### [作業内容]
以下の記録をすべて書き換え、「marker」を「pin」に置き換えてください。ほかの部分は一切変えないでください。

+ + +

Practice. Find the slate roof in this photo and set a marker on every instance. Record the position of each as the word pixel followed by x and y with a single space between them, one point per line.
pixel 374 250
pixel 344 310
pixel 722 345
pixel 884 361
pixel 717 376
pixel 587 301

+ + +

### [出力結果]
Practice. Find the slate roof in this photo and set a pin on every instance. Record the position of each as the word pixel followed by x and y with a single space between them, one point per line.
pixel 374 250
pixel 344 310
pixel 722 345
pixel 884 361
pixel 717 376
pixel 587 301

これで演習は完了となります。